WRITTEN EXERCISE
Give all of the lines again, with nothing added or dropped.

######

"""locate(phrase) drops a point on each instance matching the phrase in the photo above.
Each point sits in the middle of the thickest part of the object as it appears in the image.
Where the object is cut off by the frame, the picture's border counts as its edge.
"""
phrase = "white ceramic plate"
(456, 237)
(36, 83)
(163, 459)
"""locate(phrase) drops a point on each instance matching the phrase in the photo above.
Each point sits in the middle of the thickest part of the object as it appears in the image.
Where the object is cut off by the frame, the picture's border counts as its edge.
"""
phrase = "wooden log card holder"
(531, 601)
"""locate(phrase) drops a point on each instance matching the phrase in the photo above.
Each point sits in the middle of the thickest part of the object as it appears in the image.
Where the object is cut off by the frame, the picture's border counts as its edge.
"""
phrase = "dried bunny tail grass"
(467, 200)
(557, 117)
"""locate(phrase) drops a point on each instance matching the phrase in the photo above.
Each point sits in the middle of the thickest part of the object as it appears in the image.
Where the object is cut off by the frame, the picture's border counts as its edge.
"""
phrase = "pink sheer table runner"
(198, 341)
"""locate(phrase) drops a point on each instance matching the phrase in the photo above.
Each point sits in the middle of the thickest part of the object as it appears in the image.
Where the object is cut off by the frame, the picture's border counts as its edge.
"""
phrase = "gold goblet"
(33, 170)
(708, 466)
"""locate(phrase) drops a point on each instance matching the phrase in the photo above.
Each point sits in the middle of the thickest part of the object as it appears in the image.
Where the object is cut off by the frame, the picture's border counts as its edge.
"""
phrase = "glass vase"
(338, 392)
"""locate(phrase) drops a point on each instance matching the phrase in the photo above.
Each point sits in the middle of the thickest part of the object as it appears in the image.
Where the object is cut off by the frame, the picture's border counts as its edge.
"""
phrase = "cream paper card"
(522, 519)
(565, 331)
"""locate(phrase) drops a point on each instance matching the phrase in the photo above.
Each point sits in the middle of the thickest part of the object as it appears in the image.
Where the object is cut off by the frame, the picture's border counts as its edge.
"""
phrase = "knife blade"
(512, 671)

######

FINISHED EXERCISE
"""locate(phrase) drops a point on each instance matching the phrase in the photo above.
Each point sits in the middle of the thickest part of the object as it appears in the image.
Where the object is cut off by the frame, the picture's border counts as its edge.
"""
phrase = "white ceramic plate"
(456, 237)
(36, 83)
(163, 459)
"""locate(phrase) drops a point on each instance matching the phrase in the photo above.
Each point sits in the middle of the thickest part of the object as it appears in the image.
Where the object is cut off by the frame, the picture's border counts as its edge.
"""
phrase = "wooden log card holder"
(531, 601)
"""locate(phrase) drops a point on each instance matching the phrase in the photo above.
Each point sits in the middle of the thickest part of the object as it appears in the image.
Where the object is cut off by the frame, the picture's border counts as its edge.
"""
phrase = "dried bunny tail grass"
(467, 200)
(557, 117)
"""locate(phrase) drops a point on each instance matching the phrase in the photo above.
Each point sits in the middle of the thickest part of the object as it appears in the image.
Where the object is cut off by the frame, the picture's border counts as its edge.
"""
phrase = "pink sheer table runner"
(198, 341)
"""locate(phrase) drops a point on each instance matching the phrase in the photo above.
Each point sits in the middle of the thickest part of the object as it appears in the image.
Where the object is cut off by the frame, the picture's border counts as its edge.
"""
phrase = "gold goblet"
(33, 170)
(708, 466)
"""locate(phrase) drops a point on each instance matching the phrase in the photo above.
Each point sits in the middle of the thickest part of the object as it appears in the image.
Where the object is cut off by the frame, the picture's border counts as its edge.
"""
phrase = "glass vase"
(338, 392)
"""locate(phrase) drops a point on each instance matching the phrase in the photo above.
Each point sits in the middle of the thickest part of the object as it appears in the image.
Where the object is cut off by the frame, the picture's border counts as its edge.
"""
phrase = "cream paper card"
(522, 519)
(565, 331)
"""locate(phrase) drops a point on each instance matching the phrase in the photo above.
Each point sits in the middle of the thickest part of the object as it appears in the image.
Where the object is cut off by the frame, the picture's border counts as its edge.
"""
phrase = "knife blade"
(512, 671)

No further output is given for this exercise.